**Working data**.
********************

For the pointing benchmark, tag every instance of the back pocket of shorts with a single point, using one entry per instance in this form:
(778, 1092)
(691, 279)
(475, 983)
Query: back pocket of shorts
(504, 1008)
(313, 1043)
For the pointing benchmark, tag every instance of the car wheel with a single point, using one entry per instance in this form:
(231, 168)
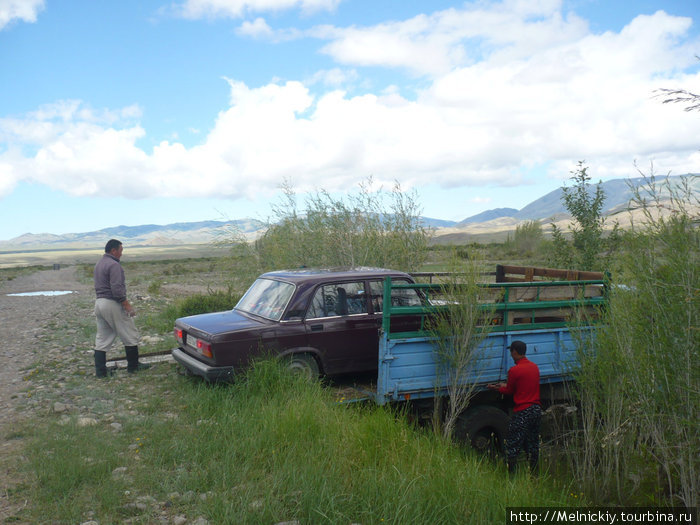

********************

**The problem**. How many lines in the material above contain the word "with"? Give only the number.

**The response**. 2